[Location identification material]
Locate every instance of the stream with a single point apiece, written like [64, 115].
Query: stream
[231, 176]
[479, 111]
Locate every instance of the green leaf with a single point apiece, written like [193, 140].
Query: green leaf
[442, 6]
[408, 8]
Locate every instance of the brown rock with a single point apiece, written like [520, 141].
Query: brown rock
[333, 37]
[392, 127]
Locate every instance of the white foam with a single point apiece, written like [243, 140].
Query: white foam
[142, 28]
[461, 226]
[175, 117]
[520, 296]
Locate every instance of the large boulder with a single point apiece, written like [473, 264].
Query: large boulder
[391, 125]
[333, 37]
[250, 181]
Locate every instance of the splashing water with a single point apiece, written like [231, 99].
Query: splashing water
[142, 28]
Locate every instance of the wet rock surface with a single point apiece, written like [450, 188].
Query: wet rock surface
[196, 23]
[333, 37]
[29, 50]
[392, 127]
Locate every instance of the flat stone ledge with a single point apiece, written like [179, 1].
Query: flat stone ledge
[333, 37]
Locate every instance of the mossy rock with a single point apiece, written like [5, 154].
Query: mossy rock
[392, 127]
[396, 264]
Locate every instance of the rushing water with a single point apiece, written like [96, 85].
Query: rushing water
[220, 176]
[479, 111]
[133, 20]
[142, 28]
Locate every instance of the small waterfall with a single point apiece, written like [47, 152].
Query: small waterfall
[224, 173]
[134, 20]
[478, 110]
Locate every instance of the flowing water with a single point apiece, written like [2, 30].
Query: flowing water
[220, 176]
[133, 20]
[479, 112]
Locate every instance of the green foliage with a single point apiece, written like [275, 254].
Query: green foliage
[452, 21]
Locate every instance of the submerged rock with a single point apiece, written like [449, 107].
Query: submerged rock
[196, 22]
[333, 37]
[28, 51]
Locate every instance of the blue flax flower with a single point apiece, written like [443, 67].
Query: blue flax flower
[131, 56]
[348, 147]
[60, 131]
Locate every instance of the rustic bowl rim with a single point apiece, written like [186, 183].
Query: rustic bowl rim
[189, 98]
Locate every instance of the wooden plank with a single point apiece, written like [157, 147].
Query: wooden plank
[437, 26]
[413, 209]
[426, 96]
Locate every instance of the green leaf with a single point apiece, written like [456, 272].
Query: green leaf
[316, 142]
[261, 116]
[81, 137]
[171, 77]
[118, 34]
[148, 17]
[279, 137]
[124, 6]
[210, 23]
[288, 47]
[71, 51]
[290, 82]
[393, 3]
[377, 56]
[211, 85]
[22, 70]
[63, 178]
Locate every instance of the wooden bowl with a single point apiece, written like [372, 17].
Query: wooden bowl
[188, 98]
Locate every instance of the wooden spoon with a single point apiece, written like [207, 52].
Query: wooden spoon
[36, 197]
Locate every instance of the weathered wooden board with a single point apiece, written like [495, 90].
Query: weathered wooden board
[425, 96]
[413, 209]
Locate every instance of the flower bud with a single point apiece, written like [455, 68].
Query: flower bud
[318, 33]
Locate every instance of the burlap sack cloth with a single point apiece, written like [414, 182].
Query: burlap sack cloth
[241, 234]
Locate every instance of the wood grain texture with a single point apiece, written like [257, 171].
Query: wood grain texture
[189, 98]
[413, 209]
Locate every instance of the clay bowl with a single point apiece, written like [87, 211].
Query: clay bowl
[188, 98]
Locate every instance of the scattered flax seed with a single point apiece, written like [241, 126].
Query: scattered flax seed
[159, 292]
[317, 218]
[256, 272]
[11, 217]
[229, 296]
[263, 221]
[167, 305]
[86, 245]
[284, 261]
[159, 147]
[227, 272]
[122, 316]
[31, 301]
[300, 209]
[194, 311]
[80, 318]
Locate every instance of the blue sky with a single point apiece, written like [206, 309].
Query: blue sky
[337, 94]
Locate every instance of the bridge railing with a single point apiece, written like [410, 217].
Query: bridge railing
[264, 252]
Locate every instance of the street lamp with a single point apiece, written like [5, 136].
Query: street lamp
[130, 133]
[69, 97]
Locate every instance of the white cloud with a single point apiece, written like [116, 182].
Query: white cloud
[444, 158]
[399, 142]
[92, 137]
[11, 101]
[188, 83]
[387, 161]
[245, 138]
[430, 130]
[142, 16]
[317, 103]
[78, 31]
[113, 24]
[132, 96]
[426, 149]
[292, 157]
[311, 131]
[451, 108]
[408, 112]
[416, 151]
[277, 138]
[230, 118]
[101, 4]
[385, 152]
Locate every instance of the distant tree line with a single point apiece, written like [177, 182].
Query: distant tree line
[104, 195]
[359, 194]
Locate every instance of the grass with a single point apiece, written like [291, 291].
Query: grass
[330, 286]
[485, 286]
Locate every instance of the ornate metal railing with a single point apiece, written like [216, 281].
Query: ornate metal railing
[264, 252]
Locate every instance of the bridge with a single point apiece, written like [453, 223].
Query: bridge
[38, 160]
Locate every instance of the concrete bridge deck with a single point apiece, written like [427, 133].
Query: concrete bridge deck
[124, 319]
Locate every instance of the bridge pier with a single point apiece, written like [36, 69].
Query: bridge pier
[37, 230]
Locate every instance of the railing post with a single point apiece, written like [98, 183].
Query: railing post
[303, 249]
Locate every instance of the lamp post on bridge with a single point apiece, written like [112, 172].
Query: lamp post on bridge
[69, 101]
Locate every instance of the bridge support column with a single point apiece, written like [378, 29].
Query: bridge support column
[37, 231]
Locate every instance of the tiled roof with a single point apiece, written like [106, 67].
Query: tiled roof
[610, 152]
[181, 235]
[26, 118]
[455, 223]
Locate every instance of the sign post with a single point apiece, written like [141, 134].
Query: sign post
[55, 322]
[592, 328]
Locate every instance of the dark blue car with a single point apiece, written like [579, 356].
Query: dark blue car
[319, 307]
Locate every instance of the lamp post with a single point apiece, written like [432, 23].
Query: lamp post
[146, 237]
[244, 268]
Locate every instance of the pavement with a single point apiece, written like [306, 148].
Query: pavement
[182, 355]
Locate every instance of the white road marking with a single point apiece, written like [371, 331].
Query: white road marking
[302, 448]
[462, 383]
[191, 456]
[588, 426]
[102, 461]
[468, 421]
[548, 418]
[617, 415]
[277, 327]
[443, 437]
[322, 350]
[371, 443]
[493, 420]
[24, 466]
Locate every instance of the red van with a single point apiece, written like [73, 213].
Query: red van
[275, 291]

▶ _Exercise_
Please copy out all of the material above line for line, changing nothing.

▶ _Task answer_
Locate every instance of the stream with a single point apiece, written like [64, 115].
Query: stream
[231, 176]
[479, 111]
Locate every instance of the green leaf with a single point apiece, written like [193, 140].
Query: green leaf
[442, 6]
[408, 8]
Locate every instance of the brown rock with a single point apiece, written like [520, 141].
Query: brown rock
[333, 37]
[392, 127]
Locate every instance of the white foam with a single point apiece, written like [243, 140].
Query: white foam
[142, 28]
[461, 226]
[175, 117]
[520, 296]
Locate every instance of the large boulder with a single point apiece, written like [473, 264].
Query: large boulder
[391, 125]
[333, 37]
[250, 181]
Locate every instance of the splashing water with a single point apiece, written like [231, 99].
Query: splashing water
[142, 28]
Locate every instance of the wet rock surface with a single point apiece, written like [450, 188].
Query: wet rock surface
[196, 23]
[333, 37]
[29, 50]
[392, 127]
Locate every instance of the flat stone ledge with a single point apiece, written like [179, 1].
Query: flat stone ledge
[333, 37]
Locate every instance of the mossy rock with a single point apiece, written like [5, 154].
Query: mossy rock
[392, 127]
[396, 264]
Locate every instance of the rushing water with a single point apiece, written like [96, 85].
Query: rushing water
[220, 176]
[479, 111]
[133, 20]
[142, 28]
Locate every instance of the small waterfall with a single point apiece, written like [47, 152].
Query: small waterfall
[224, 173]
[134, 20]
[478, 110]
Locate every instance of the flowing water with a single point apiece, written like [2, 30].
Query: flowing water
[220, 176]
[133, 20]
[479, 112]
Locate every instance of the green foliage with a single point apiece, written like [275, 254].
Query: green foliage
[452, 21]
Locate every instance of the submerged rock with a single point apiece, written like [449, 107].
Query: submerged rock
[196, 22]
[333, 37]
[28, 51]
Locate every instance of the blue flax flower with a single point apiece, written like [443, 67].
Query: blue flax flower
[131, 56]
[348, 147]
[60, 131]
Locate every instance of the rustic bowl rim with a single point apiece, written like [186, 183].
Query: rustic bowl rim
[189, 98]
Locate every instance of the wooden plank with a single point apiece, written like [157, 147].
Query: wooden plank
[437, 26]
[413, 209]
[426, 96]
Locate every instance of the green leaf with a single point apiece, written like [456, 272].
Query: green leaf
[316, 142]
[261, 116]
[81, 137]
[171, 77]
[118, 34]
[148, 17]
[279, 137]
[124, 6]
[210, 23]
[288, 47]
[71, 51]
[290, 82]
[393, 3]
[377, 56]
[211, 85]
[22, 70]
[63, 178]
Locate every instance of the wooden bowl with a single point apiece, written like [372, 17].
Query: wooden bowl
[188, 98]
Locate every instance of the wooden spoon with a single point apiece, written like [207, 52].
Query: wooden spoon
[36, 197]
Locate every instance of the weathered wooden board with a single point apiece, written like [495, 90].
Query: weathered wooden board
[425, 96]
[413, 209]
Locate every instance of the flower bud with a single point apiece, written like [455, 68].
Query: flower bud
[318, 33]
Locate every instance of the burlap sack cloth with a single point apiece, written like [414, 182].
Query: burlap sack cloth
[241, 234]
Locate every instance of the wood grain texture with a single point apiece, written like [257, 171].
Query: wood grain texture
[189, 98]
[413, 209]
Locate every instance of the clay bowl with a single point apiece, written like [87, 211].
Query: clay bowl
[188, 98]
Locate every instance of the scattered flax seed with a single point apiece, written like [241, 126].
Query: scattered flax seed
[159, 292]
[317, 218]
[256, 272]
[11, 217]
[229, 296]
[263, 221]
[167, 305]
[86, 245]
[284, 261]
[159, 147]
[227, 272]
[122, 316]
[31, 301]
[300, 209]
[194, 311]
[80, 318]
Locate every instance of the blue sky with a single point apiece, written like [206, 309].
Query: blue sky
[337, 94]
Locate every instance of the bridge railing with a single point apiece, written like [410, 217].
Query: bridge railing
[264, 252]
Locate every instance of the street lamp with a single point apiece, written like [5, 136].
Query: street lamp
[130, 133]
[69, 97]
Locate every instance of the white cloud with a single point apiece, written like [116, 182].
Query: white cloud
[444, 158]
[399, 142]
[92, 137]
[11, 101]
[188, 83]
[387, 161]
[245, 138]
[430, 130]
[142, 16]
[317, 103]
[78, 31]
[113, 24]
[132, 96]
[426, 149]
[292, 157]
[311, 131]
[451, 108]
[408, 112]
[416, 151]
[277, 138]
[230, 118]
[101, 4]
[385, 152]
Locate every instance of the distant tree line with a single point apiece, written like [177, 182].
Query: distant tree line
[104, 195]
[359, 194]
Locate every instance of the grass with a single point apiece, written like [291, 291].
Query: grass
[330, 286]
[485, 286]
Locate every instance of the ornate metal railing with a single point apiece, written like [216, 281].
Query: ornate metal railing
[264, 252]
Locate every instance of the bridge with a single point apiece, written like [453, 223].
Query: bridge
[38, 160]
Locate every instance of the concrete bridge deck with a single point apiece, written like [427, 133].
Query: concrete bridge deck
[124, 319]
Locate every instance of the bridge pier with a single point apiece, written like [36, 69].
Query: bridge pier
[37, 230]
Locate every instance of the railing post with a single point apiece, written like [98, 183].
Query: railing post
[303, 249]
Locate every instance of the lamp post on bridge with a single point apiece, written like [112, 172].
Query: lamp post on bridge
[69, 101]
Locate every instance of the bridge support column with a single point apiece, written like [378, 29].
Query: bridge support column
[37, 231]
Locate every instance of the tiled roof with a single point apiece, written like [106, 67].
Query: tiled roof
[610, 152]
[181, 235]
[26, 118]
[455, 223]
Locate every instance of the sign post with a single point apiece, written like [141, 134].
Query: sign post
[55, 322]
[592, 328]
Locate every instance of the dark blue car with a single point apiece, written like [579, 356].
Query: dark blue car
[319, 307]
Locate every instance of the lamp post with a single point apiece, written like [432, 23].
Query: lamp post
[146, 237]
[244, 268]
Locate every instance of the pavement with a single point apiece, written like [306, 148].
Query: pavement
[182, 355]
Locate every instance of the white road marking with a single point apiece, written like [371, 331].
Query: white road marking
[302, 448]
[462, 383]
[191, 456]
[588, 426]
[102, 461]
[468, 421]
[548, 418]
[617, 415]
[277, 327]
[443, 437]
[322, 350]
[371, 443]
[493, 420]
[24, 466]
Locate every instance of the red van with a single point apiece, written like [73, 213].
Query: red van
[275, 291]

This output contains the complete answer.